The present disclosure relates to characterization of torque and torsional vibration in rotating bodies. More specifically, this invention enables high-fidelity, high-speed characterization of the rotary motion of a body without the requirement for surface modification. This invention relies on the inherent optical properties of the surface of the rotating body to determine the degree to which a rotating body vibrates, twists, or is otherwise translated. The system makes use of interference between propagation modes in a multi-mode optical fiber. A portion of the light reflected from the rotating body is captured by one or more multi-mode optical fiber(s) and guided to an optical detector. Rays entering the receiver fiber at different angles form different propagation modes in the fiber, and as such travel different distances. As the body rotates, the fraction of the reflected light that enters any given mode changes.

Claims

exact text as granted — not AI-modified
1 . A method for the characterization of motion of a rotating body comprising:
 measuring at least one modal interference pattern of light reflected from a surface of a rotating body at two or more points in time; and   comparing at least a portion of the measured modal interference patterns to determine a change in motion of the rotating body between those two points in time.   
     
     
         2 . The method of  claim 1 , wherein only a single measurement point on the rotating body is used to determine rotation speed of the rotating body. 
     
     
         3 . The method of  claim 1 , wherein a single measurement point on the rotating body is used to determine the amplitude and/or frequency of angular vibration of the body. 
     
     
         4 . The method of  claim 1 , wherein multiple measurement points on the rotating body are used to determine any twist on the body. 
     
     
         5 . The method of  claim 4 , wherein multiple measurement points on the body are used to determine the twist on the body in order to calculate any torque applied to the body. 
     
     
         6 . The method of  claim 1 , wherein multiple measurement points on the body are used to determine motion on the body that is coherent between multiple measurement points in order to mitigate effects of vibration of the body that is not angular. 
     
     
         7 . The method of  claim 1 , wherein multiple measurement points on the body are used to determine motion on a body that is axial in nature.

---*---

Complete the following
(1) According to the torsional vibration excerpt, the system makes use of interference between what?
(2) Write out the part of the torsional vibration excerpt starting with "3 . The method" and going on through "on the body.".
The data after this point are separate material, unrelated to the torsional vibration excerpt.

Data shown
---*---

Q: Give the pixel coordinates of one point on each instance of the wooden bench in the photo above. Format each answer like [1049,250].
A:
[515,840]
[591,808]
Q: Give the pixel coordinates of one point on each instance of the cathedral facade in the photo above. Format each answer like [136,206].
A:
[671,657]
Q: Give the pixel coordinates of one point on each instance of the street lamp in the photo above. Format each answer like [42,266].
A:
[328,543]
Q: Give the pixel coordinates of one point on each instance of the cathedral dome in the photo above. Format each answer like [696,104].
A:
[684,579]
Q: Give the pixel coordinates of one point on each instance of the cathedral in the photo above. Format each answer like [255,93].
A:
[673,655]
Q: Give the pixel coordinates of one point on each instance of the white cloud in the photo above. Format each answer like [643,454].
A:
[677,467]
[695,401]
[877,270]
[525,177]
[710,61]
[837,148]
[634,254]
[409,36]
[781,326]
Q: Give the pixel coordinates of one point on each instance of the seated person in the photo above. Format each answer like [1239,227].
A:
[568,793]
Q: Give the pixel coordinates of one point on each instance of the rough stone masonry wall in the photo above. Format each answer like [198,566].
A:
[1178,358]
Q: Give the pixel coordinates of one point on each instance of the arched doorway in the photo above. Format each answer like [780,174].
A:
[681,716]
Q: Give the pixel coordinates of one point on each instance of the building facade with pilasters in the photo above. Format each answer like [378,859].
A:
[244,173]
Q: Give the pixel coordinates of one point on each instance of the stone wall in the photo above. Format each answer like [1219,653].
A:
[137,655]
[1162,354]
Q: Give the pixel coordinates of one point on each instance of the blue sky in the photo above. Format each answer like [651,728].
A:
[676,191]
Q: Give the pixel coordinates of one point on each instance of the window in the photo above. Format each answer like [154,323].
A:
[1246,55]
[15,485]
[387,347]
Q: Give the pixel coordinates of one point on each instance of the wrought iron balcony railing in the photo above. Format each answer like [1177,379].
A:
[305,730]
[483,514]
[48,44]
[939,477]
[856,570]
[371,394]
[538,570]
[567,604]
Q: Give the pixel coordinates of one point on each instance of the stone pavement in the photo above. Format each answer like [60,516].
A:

---*---

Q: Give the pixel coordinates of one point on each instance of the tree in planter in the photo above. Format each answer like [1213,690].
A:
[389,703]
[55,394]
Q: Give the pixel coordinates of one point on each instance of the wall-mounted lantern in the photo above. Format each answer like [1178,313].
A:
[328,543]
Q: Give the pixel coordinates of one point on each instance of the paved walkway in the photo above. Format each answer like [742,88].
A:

---*---

Results
(1) Interference between propagation modes in a multi-mode optical fiber.

(2)
3 . The method of  claim 1 , wherein a single measurement point on the rotating body is used to determine the amplitude and/or frequency of angular vibration of the body. 
     
     
         4 . The method of  claim 1 , wherein multiple measurement points on the rotating body are used to determine any twist on the body.